DATASET CONTENT below:

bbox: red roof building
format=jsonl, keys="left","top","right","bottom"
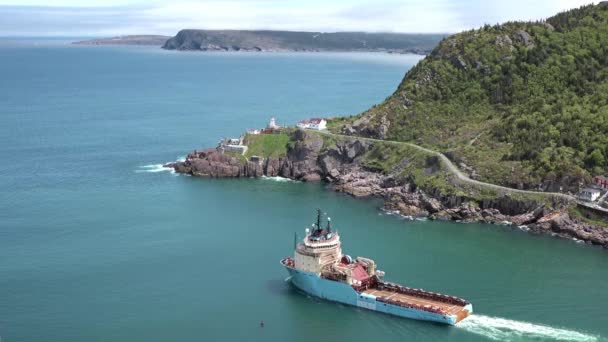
{"left": 297, "top": 117, "right": 327, "bottom": 130}
{"left": 593, "top": 175, "right": 608, "bottom": 189}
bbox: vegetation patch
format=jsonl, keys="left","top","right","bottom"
{"left": 569, "top": 206, "right": 608, "bottom": 228}
{"left": 326, "top": 116, "right": 357, "bottom": 133}
{"left": 339, "top": 3, "right": 608, "bottom": 189}
{"left": 360, "top": 138, "right": 561, "bottom": 205}
{"left": 244, "top": 133, "right": 290, "bottom": 158}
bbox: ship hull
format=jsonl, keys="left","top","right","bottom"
{"left": 284, "top": 266, "right": 471, "bottom": 325}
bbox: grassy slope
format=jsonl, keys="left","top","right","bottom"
{"left": 332, "top": 3, "right": 608, "bottom": 190}
{"left": 243, "top": 133, "right": 290, "bottom": 158}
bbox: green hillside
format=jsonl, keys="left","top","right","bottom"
{"left": 336, "top": 3, "right": 608, "bottom": 192}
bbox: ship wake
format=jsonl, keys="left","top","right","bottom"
{"left": 457, "top": 315, "right": 599, "bottom": 341}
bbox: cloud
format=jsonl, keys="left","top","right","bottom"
{"left": 0, "top": 0, "right": 597, "bottom": 36}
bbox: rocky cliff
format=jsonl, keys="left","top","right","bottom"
{"left": 168, "top": 129, "right": 608, "bottom": 248}
{"left": 161, "top": 30, "right": 444, "bottom": 54}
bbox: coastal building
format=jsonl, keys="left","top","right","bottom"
{"left": 593, "top": 175, "right": 608, "bottom": 190}
{"left": 227, "top": 138, "right": 241, "bottom": 145}
{"left": 267, "top": 116, "right": 279, "bottom": 129}
{"left": 222, "top": 145, "right": 248, "bottom": 154}
{"left": 578, "top": 188, "right": 601, "bottom": 202}
{"left": 297, "top": 118, "right": 327, "bottom": 130}
{"left": 247, "top": 128, "right": 261, "bottom": 135}
{"left": 258, "top": 116, "right": 283, "bottom": 134}
{"left": 217, "top": 136, "right": 248, "bottom": 155}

End of DATASET CONTENT.

Please repeat the lines above exactly, beginning with the line that contains "bbox: green hillside" and ending with the final one.

bbox: green hillside
format=jsonl, keys="left","top","right","bottom"
{"left": 336, "top": 3, "right": 608, "bottom": 192}
bbox: ship wake
format=jsonl, keys="left","top","right","bottom"
{"left": 457, "top": 315, "right": 599, "bottom": 341}
bbox: cloud
format=jsonl, keys="left","top","right","bottom"
{"left": 0, "top": 0, "right": 597, "bottom": 36}
bbox: rocky cliff
format=jsonl, keys="left","top","right","bottom"
{"left": 168, "top": 129, "right": 608, "bottom": 248}
{"left": 161, "top": 30, "right": 444, "bottom": 54}
bbox: coastal building
format=jsonl, keys="left","top","right","bottom"
{"left": 593, "top": 175, "right": 608, "bottom": 190}
{"left": 227, "top": 138, "right": 241, "bottom": 145}
{"left": 267, "top": 116, "right": 279, "bottom": 129}
{"left": 222, "top": 145, "right": 248, "bottom": 154}
{"left": 578, "top": 188, "right": 601, "bottom": 202}
{"left": 297, "top": 118, "right": 327, "bottom": 130}
{"left": 247, "top": 128, "right": 261, "bottom": 135}
{"left": 258, "top": 116, "right": 283, "bottom": 134}
{"left": 217, "top": 136, "right": 248, "bottom": 155}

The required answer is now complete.